* _SUPPLIED DATA_:
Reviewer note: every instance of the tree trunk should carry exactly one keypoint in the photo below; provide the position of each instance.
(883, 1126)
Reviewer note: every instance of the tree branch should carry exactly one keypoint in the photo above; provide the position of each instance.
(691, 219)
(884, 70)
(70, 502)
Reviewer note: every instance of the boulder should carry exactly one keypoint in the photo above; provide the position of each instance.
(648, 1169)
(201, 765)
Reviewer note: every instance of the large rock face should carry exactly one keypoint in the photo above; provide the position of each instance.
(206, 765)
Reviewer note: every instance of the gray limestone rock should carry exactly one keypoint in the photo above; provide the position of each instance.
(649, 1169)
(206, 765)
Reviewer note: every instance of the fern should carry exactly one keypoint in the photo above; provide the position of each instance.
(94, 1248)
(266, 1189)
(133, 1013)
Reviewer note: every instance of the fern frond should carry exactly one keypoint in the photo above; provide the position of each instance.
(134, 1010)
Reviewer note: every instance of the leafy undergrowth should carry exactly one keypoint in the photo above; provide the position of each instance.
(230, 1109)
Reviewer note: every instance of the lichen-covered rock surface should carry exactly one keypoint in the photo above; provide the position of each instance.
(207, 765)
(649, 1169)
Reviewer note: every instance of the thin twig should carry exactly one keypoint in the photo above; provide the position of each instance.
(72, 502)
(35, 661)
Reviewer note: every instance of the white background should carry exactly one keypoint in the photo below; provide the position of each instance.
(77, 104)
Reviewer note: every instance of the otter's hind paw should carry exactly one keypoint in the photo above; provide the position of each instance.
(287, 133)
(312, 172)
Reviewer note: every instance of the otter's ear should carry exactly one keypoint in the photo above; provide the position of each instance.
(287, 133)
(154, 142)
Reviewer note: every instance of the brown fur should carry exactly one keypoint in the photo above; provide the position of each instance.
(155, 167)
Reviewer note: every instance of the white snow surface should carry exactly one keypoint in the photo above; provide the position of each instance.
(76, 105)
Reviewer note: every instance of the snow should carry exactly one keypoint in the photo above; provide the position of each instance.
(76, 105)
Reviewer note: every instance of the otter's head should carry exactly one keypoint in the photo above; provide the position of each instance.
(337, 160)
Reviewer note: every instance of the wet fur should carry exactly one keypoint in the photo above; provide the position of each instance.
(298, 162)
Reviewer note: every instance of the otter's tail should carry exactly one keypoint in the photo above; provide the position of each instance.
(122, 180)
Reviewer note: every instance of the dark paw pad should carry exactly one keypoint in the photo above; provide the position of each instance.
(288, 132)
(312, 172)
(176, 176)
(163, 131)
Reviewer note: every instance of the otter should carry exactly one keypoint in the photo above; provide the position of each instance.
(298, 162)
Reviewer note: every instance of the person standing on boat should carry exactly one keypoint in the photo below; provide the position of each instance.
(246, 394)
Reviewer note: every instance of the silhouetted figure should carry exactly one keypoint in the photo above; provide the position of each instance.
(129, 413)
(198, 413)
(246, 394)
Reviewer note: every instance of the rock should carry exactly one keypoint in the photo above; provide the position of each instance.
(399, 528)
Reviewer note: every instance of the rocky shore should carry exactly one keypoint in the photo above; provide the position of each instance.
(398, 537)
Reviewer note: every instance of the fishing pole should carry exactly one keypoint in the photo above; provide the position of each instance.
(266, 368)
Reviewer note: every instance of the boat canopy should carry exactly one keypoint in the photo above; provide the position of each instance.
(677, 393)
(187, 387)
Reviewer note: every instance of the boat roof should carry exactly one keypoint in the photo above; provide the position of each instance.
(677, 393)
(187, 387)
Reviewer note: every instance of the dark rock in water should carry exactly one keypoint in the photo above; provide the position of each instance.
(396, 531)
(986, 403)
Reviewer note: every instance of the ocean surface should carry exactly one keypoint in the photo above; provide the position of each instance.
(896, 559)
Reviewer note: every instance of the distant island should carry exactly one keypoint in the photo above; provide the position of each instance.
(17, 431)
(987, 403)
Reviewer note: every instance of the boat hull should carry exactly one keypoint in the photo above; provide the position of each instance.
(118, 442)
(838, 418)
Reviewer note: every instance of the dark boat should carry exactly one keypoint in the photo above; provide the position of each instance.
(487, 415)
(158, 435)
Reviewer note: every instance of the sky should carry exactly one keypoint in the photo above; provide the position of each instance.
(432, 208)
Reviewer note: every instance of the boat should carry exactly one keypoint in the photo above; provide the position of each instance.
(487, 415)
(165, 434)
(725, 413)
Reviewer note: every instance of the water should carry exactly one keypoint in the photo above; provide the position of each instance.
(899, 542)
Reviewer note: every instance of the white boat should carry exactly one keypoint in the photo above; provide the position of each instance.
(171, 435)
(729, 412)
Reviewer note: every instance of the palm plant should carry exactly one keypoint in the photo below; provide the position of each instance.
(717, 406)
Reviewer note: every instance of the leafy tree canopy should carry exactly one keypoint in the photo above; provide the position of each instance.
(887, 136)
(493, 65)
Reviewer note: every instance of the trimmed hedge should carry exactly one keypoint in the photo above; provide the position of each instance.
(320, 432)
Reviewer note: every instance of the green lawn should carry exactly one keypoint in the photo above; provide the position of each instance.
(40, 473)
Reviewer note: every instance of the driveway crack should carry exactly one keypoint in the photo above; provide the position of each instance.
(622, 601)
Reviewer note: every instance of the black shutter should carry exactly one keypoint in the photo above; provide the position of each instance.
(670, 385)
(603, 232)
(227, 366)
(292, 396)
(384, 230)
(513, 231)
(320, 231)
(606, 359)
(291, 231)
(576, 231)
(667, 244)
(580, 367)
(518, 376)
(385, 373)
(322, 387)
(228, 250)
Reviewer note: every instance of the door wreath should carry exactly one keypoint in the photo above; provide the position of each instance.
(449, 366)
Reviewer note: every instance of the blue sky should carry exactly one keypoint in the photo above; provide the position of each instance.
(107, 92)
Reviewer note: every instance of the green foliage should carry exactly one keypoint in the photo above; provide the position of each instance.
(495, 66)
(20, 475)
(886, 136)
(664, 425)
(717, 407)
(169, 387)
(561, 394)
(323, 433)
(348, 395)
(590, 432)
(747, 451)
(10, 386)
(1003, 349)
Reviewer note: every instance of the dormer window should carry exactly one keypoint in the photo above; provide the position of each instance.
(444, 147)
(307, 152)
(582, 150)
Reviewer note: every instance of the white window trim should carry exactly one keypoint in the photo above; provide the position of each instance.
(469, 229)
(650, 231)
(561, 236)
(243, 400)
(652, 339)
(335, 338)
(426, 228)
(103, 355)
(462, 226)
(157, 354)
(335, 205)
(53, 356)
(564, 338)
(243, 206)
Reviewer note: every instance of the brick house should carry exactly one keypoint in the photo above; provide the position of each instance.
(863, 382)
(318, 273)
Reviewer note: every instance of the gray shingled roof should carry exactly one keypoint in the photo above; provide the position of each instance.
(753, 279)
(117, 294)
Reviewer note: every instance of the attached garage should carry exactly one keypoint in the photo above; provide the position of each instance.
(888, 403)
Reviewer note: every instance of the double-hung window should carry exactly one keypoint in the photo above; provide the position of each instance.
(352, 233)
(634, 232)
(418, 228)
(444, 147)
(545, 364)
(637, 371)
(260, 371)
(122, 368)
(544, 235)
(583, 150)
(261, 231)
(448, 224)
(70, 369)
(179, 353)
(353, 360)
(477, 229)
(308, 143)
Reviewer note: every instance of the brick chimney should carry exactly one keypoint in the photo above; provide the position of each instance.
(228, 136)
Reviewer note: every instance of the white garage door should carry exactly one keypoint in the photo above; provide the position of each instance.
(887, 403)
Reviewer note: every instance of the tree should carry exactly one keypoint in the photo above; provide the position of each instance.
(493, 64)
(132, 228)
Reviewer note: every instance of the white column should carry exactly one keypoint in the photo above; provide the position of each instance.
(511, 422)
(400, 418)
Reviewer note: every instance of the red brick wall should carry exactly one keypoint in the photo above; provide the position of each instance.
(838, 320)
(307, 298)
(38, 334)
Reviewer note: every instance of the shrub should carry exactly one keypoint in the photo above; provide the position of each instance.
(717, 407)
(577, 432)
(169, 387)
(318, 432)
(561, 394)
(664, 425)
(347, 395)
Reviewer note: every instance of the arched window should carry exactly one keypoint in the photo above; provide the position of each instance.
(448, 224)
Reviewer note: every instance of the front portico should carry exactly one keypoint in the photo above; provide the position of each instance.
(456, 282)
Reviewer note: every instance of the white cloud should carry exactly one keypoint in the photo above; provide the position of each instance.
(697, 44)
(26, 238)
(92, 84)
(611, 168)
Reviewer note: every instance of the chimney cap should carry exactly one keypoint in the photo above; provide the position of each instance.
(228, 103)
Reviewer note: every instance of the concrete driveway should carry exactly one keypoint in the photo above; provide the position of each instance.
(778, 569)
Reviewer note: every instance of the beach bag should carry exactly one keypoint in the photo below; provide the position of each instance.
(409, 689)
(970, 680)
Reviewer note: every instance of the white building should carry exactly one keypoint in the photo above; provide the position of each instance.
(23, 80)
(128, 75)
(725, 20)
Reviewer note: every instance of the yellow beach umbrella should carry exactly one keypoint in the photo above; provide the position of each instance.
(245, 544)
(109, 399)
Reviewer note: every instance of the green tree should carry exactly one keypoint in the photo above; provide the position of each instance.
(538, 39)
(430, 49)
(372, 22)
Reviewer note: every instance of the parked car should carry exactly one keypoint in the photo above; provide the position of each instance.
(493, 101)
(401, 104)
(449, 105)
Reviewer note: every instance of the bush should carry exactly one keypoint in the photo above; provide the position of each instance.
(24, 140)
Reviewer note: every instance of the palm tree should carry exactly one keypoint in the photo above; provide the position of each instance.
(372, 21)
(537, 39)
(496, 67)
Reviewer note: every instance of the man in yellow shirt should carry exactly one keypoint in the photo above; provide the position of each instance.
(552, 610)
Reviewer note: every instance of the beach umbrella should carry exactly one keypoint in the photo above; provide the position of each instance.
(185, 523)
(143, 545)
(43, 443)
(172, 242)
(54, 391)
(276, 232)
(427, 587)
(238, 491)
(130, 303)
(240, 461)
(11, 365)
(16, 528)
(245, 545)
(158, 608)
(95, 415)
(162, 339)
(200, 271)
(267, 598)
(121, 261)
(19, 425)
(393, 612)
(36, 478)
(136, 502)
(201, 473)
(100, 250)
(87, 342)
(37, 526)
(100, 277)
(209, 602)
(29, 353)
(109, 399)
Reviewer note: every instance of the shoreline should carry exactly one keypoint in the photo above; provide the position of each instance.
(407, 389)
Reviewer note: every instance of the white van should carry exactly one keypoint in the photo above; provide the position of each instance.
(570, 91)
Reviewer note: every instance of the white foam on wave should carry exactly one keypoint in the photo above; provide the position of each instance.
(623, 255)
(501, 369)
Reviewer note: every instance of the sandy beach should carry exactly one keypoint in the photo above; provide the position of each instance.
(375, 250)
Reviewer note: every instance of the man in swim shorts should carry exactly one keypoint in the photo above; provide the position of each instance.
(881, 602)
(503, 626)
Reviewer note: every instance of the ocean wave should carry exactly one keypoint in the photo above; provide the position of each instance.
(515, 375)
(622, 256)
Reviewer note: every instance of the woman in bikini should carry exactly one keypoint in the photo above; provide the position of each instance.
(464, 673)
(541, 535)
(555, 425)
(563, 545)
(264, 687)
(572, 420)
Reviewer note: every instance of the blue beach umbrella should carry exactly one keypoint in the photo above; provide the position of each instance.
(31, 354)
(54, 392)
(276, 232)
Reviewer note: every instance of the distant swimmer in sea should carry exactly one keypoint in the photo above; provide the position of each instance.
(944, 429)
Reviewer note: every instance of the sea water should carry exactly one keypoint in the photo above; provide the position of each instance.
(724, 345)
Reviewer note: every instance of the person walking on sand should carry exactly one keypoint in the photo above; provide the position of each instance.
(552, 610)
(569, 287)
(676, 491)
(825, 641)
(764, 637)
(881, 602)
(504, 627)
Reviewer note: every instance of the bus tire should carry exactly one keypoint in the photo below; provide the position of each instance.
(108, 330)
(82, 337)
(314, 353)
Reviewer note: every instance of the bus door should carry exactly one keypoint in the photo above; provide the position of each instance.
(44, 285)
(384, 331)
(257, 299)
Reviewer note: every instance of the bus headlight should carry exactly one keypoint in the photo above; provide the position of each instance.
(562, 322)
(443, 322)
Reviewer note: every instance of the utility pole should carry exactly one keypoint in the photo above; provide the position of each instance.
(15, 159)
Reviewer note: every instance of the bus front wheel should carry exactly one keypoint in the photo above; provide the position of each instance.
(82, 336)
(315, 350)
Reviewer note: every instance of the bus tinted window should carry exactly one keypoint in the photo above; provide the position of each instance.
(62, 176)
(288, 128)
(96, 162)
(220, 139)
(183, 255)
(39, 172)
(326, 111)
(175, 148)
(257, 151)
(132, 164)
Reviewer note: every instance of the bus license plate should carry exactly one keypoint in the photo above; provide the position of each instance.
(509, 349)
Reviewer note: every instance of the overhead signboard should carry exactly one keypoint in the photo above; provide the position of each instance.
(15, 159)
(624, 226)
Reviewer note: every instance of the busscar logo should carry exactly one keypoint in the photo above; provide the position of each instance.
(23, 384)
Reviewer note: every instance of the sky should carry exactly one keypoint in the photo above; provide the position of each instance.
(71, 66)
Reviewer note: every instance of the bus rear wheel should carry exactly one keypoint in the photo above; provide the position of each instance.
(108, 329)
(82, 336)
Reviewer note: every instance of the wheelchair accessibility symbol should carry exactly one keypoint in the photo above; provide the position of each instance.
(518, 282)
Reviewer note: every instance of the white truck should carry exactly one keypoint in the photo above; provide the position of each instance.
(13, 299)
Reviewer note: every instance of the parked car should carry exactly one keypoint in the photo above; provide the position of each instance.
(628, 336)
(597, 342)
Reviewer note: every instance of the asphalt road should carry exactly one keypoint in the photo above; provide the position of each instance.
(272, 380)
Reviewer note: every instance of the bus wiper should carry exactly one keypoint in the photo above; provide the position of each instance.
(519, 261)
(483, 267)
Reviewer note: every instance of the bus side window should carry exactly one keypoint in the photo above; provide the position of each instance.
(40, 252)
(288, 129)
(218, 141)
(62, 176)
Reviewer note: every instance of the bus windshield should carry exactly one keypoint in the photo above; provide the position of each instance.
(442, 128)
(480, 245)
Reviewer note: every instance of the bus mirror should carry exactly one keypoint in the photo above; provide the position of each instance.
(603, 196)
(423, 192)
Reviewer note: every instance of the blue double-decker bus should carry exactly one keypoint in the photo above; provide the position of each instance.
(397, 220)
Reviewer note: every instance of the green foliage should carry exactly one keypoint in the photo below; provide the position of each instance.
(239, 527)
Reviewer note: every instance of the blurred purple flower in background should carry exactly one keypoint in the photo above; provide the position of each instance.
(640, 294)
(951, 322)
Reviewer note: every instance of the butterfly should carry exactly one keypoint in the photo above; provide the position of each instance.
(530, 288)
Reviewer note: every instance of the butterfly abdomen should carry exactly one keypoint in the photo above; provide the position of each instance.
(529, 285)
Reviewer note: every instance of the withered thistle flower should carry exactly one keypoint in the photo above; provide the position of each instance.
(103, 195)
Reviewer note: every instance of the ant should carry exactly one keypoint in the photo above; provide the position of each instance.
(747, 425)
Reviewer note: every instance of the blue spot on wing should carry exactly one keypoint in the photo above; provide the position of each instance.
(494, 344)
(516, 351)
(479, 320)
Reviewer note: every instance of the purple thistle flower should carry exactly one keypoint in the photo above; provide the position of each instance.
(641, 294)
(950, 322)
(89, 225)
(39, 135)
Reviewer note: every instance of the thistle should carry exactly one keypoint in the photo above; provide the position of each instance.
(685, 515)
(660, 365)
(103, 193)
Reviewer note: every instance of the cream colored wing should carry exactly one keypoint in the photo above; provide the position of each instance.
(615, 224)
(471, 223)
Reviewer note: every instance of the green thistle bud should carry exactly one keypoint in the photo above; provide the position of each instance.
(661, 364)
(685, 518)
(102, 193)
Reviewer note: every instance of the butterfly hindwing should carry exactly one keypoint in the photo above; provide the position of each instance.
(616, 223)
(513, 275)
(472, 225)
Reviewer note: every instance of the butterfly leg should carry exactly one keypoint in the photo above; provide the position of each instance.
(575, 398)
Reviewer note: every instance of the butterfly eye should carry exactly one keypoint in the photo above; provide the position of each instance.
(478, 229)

* _AIM_:
Look above for the line containing "Reviewer note: every instance of the butterfly should"; copy from it through the last line, exactly, and nothing more.

* _SOLUTION FOR THIS EXERCISE_:
Reviewer note: every instance of the butterfly should carry exactly one keypoint in the photo above; provide the position of each instance.
(530, 288)
Reviewer note: every instance of the butterfly abdomen should carry exactly one keypoint in the photo above; provide the position of each instance.
(529, 285)
Reviewer note: every instance of the withered thistle flower should carry exactly one keypoint in the photo above; provide the position of each instance.
(103, 195)
Reviewer note: every instance of the ant should carry exactly one keypoint in the photo above; provide the position of each instance.
(747, 425)
Reviewer note: every instance of the blue spot on wing should carry exactly one keypoint in the photo above; provide the position of each instance.
(494, 344)
(516, 351)
(479, 320)
Reviewer note: every instance of the purple thistle flower should carry exactly one keypoint in the photo above; provide the position of each instance.
(641, 294)
(950, 322)
(89, 225)
(39, 135)
Reviewer note: every instance of the thistle should carry exactly one keypoint in the photo above; provide the position of each instance.
(685, 515)
(660, 365)
(103, 193)
Reviewer note: every instance of the cream colored wing should carry exactly one keypoint in the photo above; provide the position of each instance.
(615, 224)
(471, 223)
Reviewer note: every instance of the green thistle bud should carry exactly one keypoint in the photo above; provide the position of each instance.
(661, 364)
(685, 518)
(102, 193)
Reviewer note: every instance of the butterfly hindwing should carry exactly one keypoint in the photo above; provide the position of each instance.
(616, 223)
(513, 275)
(472, 225)
Reviewer note: every instance of the butterfly leg should carry exactly one keypoint in the photo above; provide the position of each instance.
(575, 398)
Reviewer note: every instance of the butterfly eye should carry exactly one keypoint in the photo above; provide the position of each instance.
(478, 229)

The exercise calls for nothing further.